**Given passage:**
------------------------------

You’re not alone. And it’s not a problem — it’s just where we come in.
One-on-one online French support from certified educators who understand immersion programs inside and out. We give your child the foundation the classroom doesn’t have time for.
You enrolled your child in French Immersion because you wanted them to be bilingual, to have opportunities and a skill that lasts a lifetime. That’s a wonderful decision.
But then homework started coming home in French. Report cards you couldn’t read. A child who says “I don’t know how to explain it — it’s all in French.” You, sitting at the table, unable to help.
That’s not a failure. That’s what happens to most French Immersion families, because the programme was never built with the expectation that parents would speak French. What it needs is consistent, qualified outside support.
That’s where Inspire comes in.
What We Hear Every Week
These are the most common things French Immersion parents tell us when they first get in touch.
Your child brings home French worksheets, reading passages, or writing assignments — and you have no idea where to start. You can’t catch the errors. You can’t explain the grammar. You feel stuck.
Because everything is in French, you can’t easily tell if your child is keeping up, struggling, or developing bad habits. By the time you find out there’s a problem, they’re already behind.
Outside the classroom, French disappears. No practice at home. No reinforcement. The immersion effect fades every afternoon and recovers slowly each morning — which slows progress significantly.
Immersion teachers cover full curriculum content in French: math, science, social studies. There simply isn’t time to stop and re-explain grammar or vocabulary to individual students who didn’t catch it.
Speaking in class is one thing — reading French fluently and writing correctly are entirely different skills that many immersion programs don’t develop deeply enough before moving on.
When a child is struggling and can’t get help at home, the frustration compounds. What started as an exciting program starts to feel like something being done to them — not something they’re succeeding at.
How Inspire Helps
Specialist French tutoring with a proper CEFR curriculum and certified immersion educators. Targeted, 1:1 support built around what your child’s FI programme actually demands.
Immersion programmes move fast — they assume French is being absorbed. Our teachers slow down and deliberately build phonics, grammar rules, and sentence structure so your child understands the language, not just memorises it.
Many immersion kids develop conversational French that works on the playground but falls apart in writing or structured speaking. We develop formal register, correct grammar, and the precision that exams and higher grades demand.

------------------------------

Items from a data source:
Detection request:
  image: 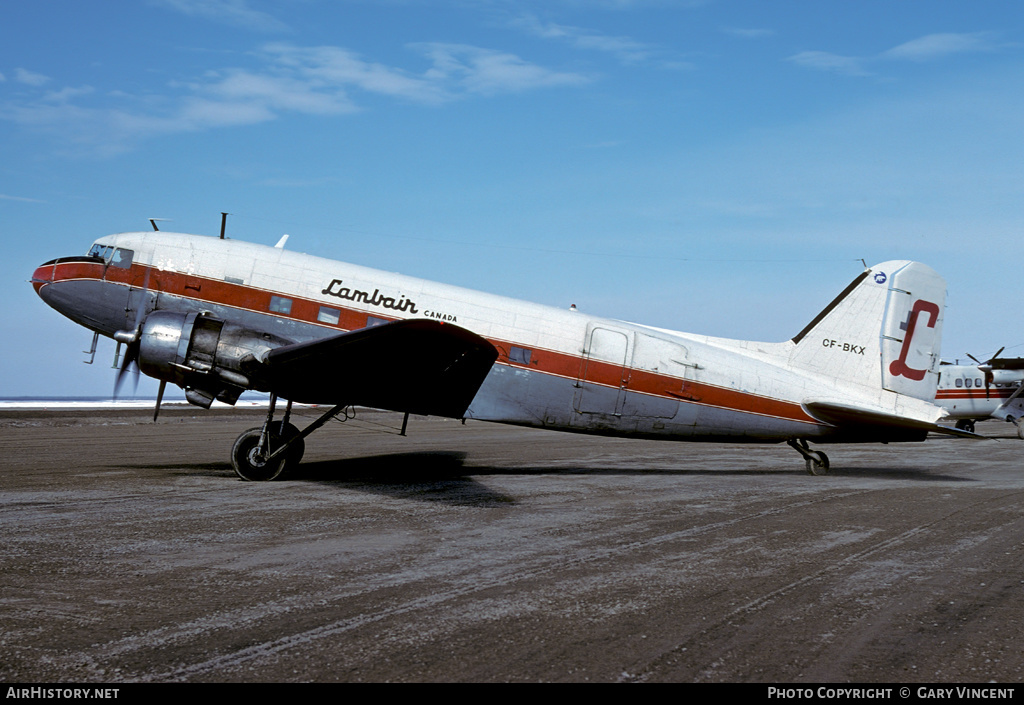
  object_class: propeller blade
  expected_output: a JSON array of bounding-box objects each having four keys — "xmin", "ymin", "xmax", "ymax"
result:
[
  {"xmin": 114, "ymin": 340, "xmax": 140, "ymax": 400},
  {"xmin": 153, "ymin": 379, "xmax": 167, "ymax": 423}
]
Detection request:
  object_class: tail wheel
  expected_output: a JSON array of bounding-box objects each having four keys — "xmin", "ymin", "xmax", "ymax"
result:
[
  {"xmin": 231, "ymin": 424, "xmax": 292, "ymax": 482},
  {"xmin": 807, "ymin": 451, "xmax": 828, "ymax": 474}
]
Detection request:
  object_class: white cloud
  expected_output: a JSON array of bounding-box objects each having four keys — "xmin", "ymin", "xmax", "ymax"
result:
[
  {"xmin": 417, "ymin": 43, "xmax": 589, "ymax": 94},
  {"xmin": 786, "ymin": 51, "xmax": 869, "ymax": 76},
  {"xmin": 881, "ymin": 32, "xmax": 995, "ymax": 61},
  {"xmin": 150, "ymin": 0, "xmax": 288, "ymax": 32},
  {"xmin": 0, "ymin": 194, "xmax": 46, "ymax": 203},
  {"xmin": 14, "ymin": 69, "xmax": 50, "ymax": 86},
  {"xmin": 786, "ymin": 32, "xmax": 1000, "ymax": 76},
  {"xmin": 722, "ymin": 27, "xmax": 775, "ymax": 39},
  {"xmin": 0, "ymin": 43, "xmax": 589, "ymax": 154},
  {"xmin": 511, "ymin": 14, "xmax": 692, "ymax": 68}
]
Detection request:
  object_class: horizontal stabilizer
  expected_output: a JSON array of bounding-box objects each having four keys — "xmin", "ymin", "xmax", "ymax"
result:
[
  {"xmin": 802, "ymin": 402, "xmax": 989, "ymax": 441},
  {"xmin": 264, "ymin": 319, "xmax": 498, "ymax": 418}
]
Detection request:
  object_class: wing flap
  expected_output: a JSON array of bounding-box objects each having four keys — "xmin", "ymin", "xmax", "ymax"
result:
[
  {"xmin": 264, "ymin": 319, "xmax": 498, "ymax": 418},
  {"xmin": 801, "ymin": 402, "xmax": 989, "ymax": 441}
]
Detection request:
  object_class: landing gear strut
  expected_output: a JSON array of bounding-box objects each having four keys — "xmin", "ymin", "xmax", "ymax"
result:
[
  {"xmin": 786, "ymin": 439, "xmax": 828, "ymax": 474},
  {"xmin": 956, "ymin": 419, "xmax": 974, "ymax": 433},
  {"xmin": 231, "ymin": 395, "xmax": 346, "ymax": 482}
]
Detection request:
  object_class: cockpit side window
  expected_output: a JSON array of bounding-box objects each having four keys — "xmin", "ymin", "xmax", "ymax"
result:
[
  {"xmin": 89, "ymin": 243, "xmax": 114, "ymax": 262},
  {"xmin": 111, "ymin": 247, "xmax": 135, "ymax": 269}
]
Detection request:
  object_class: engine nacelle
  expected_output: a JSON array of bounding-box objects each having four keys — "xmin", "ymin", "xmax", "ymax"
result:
[{"xmin": 138, "ymin": 310, "xmax": 292, "ymax": 409}]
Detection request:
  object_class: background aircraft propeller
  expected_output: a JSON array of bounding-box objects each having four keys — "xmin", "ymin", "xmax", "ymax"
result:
[{"xmin": 967, "ymin": 345, "xmax": 1007, "ymax": 399}]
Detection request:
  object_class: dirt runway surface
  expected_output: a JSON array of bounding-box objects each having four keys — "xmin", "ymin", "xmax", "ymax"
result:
[{"xmin": 0, "ymin": 411, "xmax": 1024, "ymax": 683}]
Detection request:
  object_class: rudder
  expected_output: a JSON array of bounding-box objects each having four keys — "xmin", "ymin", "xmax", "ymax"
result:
[{"xmin": 790, "ymin": 260, "xmax": 946, "ymax": 402}]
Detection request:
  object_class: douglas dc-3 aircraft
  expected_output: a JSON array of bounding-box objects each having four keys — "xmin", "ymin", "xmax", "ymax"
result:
[{"xmin": 32, "ymin": 232, "xmax": 979, "ymax": 480}]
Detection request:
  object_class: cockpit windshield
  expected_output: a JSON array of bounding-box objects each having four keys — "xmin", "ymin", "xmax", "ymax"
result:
[{"xmin": 89, "ymin": 243, "xmax": 135, "ymax": 269}]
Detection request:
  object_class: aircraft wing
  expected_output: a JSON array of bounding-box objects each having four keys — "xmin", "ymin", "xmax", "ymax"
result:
[
  {"xmin": 261, "ymin": 319, "xmax": 498, "ymax": 418},
  {"xmin": 802, "ymin": 401, "xmax": 989, "ymax": 441}
]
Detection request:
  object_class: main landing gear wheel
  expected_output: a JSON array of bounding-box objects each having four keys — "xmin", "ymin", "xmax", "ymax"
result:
[
  {"xmin": 785, "ymin": 439, "xmax": 828, "ymax": 474},
  {"xmin": 231, "ymin": 421, "xmax": 305, "ymax": 482}
]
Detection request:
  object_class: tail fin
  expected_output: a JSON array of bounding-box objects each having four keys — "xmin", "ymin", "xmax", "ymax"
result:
[{"xmin": 790, "ymin": 261, "xmax": 946, "ymax": 402}]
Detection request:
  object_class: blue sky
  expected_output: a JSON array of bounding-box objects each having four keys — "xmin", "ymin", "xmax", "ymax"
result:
[{"xmin": 0, "ymin": 0, "xmax": 1024, "ymax": 396}]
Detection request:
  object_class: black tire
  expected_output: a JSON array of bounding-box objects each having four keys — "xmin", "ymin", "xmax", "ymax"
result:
[
  {"xmin": 807, "ymin": 451, "xmax": 828, "ymax": 474},
  {"xmin": 231, "ymin": 428, "xmax": 291, "ymax": 483},
  {"xmin": 956, "ymin": 419, "xmax": 974, "ymax": 433}
]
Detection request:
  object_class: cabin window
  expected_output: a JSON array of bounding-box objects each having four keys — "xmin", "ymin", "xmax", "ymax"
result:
[
  {"xmin": 316, "ymin": 306, "xmax": 341, "ymax": 326},
  {"xmin": 111, "ymin": 247, "xmax": 135, "ymax": 269},
  {"xmin": 509, "ymin": 345, "xmax": 534, "ymax": 365},
  {"xmin": 270, "ymin": 296, "xmax": 292, "ymax": 314}
]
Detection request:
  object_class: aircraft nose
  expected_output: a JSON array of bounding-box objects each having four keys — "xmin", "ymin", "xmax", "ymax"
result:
[{"xmin": 29, "ymin": 261, "xmax": 54, "ymax": 294}]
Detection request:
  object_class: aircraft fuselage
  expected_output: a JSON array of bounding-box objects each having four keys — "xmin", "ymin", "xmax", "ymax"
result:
[{"xmin": 33, "ymin": 233, "xmax": 935, "ymax": 443}]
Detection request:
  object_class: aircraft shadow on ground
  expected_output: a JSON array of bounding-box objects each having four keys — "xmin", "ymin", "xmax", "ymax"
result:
[
  {"xmin": 118, "ymin": 451, "xmax": 975, "ymax": 506},
  {"xmin": 287, "ymin": 451, "xmax": 516, "ymax": 506}
]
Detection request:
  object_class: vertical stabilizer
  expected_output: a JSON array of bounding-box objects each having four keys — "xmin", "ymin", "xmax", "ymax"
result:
[{"xmin": 790, "ymin": 260, "xmax": 946, "ymax": 401}]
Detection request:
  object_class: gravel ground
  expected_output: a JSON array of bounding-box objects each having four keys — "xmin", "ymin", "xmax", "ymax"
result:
[{"xmin": 0, "ymin": 410, "xmax": 1024, "ymax": 683}]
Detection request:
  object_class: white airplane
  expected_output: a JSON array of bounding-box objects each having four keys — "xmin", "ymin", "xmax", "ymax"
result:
[
  {"xmin": 32, "ymin": 232, "xmax": 980, "ymax": 480},
  {"xmin": 935, "ymin": 349, "xmax": 1024, "ymax": 439}
]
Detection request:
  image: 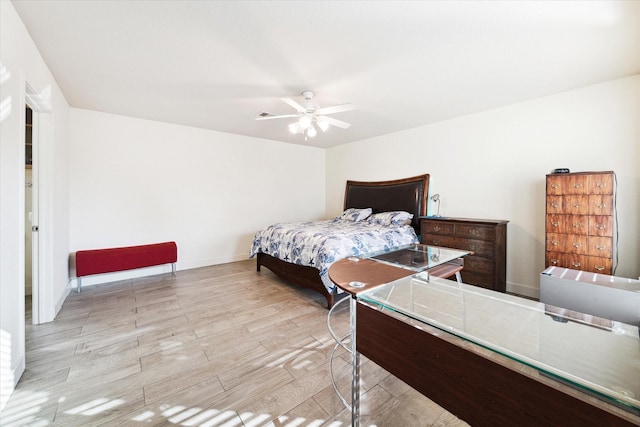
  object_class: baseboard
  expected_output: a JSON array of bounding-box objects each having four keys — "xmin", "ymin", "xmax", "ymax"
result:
[
  {"xmin": 507, "ymin": 282, "xmax": 540, "ymax": 300},
  {"xmin": 0, "ymin": 340, "xmax": 25, "ymax": 411}
]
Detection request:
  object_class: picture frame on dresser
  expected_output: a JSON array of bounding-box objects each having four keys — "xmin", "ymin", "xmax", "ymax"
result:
[{"xmin": 420, "ymin": 216, "xmax": 509, "ymax": 292}]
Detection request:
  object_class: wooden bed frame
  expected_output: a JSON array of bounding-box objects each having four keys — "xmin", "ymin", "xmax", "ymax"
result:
[{"xmin": 257, "ymin": 174, "xmax": 429, "ymax": 308}]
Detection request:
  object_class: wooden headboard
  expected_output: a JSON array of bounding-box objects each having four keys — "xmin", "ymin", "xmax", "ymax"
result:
[{"xmin": 344, "ymin": 174, "xmax": 429, "ymax": 234}]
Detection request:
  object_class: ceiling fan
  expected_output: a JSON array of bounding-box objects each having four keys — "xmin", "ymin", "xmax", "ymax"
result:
[{"xmin": 256, "ymin": 90, "xmax": 353, "ymax": 139}]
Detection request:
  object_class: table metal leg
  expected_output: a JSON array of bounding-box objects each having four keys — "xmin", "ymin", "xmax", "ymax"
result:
[{"xmin": 349, "ymin": 295, "xmax": 360, "ymax": 427}]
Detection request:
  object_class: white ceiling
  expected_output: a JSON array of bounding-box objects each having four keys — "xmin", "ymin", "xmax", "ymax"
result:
[{"xmin": 13, "ymin": 0, "xmax": 640, "ymax": 147}]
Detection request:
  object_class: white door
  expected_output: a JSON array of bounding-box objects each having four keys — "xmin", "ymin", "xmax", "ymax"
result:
[{"xmin": 28, "ymin": 109, "xmax": 40, "ymax": 325}]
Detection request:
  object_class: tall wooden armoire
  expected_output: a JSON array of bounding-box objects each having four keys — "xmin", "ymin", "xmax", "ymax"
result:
[{"xmin": 545, "ymin": 171, "xmax": 616, "ymax": 275}]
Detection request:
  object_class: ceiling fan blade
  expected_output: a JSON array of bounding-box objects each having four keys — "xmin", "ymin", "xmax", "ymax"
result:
[
  {"xmin": 256, "ymin": 112, "xmax": 298, "ymax": 120},
  {"xmin": 316, "ymin": 104, "xmax": 354, "ymax": 115},
  {"xmin": 322, "ymin": 116, "xmax": 351, "ymax": 129},
  {"xmin": 278, "ymin": 98, "xmax": 307, "ymax": 113}
]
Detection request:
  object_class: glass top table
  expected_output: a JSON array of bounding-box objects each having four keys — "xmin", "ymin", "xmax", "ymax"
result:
[
  {"xmin": 366, "ymin": 243, "xmax": 471, "ymax": 272},
  {"xmin": 357, "ymin": 272, "xmax": 640, "ymax": 415}
]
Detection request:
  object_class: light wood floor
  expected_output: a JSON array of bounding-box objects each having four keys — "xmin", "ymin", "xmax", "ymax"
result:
[{"xmin": 0, "ymin": 260, "xmax": 466, "ymax": 427}]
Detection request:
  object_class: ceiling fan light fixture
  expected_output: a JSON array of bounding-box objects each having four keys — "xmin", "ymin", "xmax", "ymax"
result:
[
  {"xmin": 318, "ymin": 117, "xmax": 329, "ymax": 132},
  {"xmin": 289, "ymin": 122, "xmax": 301, "ymax": 134},
  {"xmin": 298, "ymin": 114, "xmax": 311, "ymax": 129},
  {"xmin": 307, "ymin": 125, "xmax": 318, "ymax": 138}
]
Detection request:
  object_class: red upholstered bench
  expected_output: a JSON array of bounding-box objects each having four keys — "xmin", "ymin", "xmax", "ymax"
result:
[{"xmin": 76, "ymin": 242, "xmax": 178, "ymax": 292}]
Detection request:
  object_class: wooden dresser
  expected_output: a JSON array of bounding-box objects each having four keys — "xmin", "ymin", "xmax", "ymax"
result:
[
  {"xmin": 420, "ymin": 217, "xmax": 509, "ymax": 292},
  {"xmin": 545, "ymin": 172, "xmax": 615, "ymax": 275}
]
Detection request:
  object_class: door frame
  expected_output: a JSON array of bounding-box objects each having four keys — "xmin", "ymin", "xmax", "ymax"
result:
[{"xmin": 23, "ymin": 82, "xmax": 52, "ymax": 325}]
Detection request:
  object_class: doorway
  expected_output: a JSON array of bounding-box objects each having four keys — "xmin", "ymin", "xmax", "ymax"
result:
[
  {"xmin": 24, "ymin": 105, "xmax": 37, "ymax": 323},
  {"xmin": 24, "ymin": 83, "xmax": 48, "ymax": 325}
]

------------------------------

**Problems to solve:**
a. According to the French tutoring page, why don't immersion teachers stop to re-explain grammar or vocabulary?
b. Count the lines of the records that contain the string "stabilizer", treating case as significant, and reply with the number only.

**Task results:**
a. Immersion teachers have to cover the full curriculum in French, including math, science, and social studies. That leaves no time to re-explain grammar or vocabulary to individual students who didn't catch it.

b. 2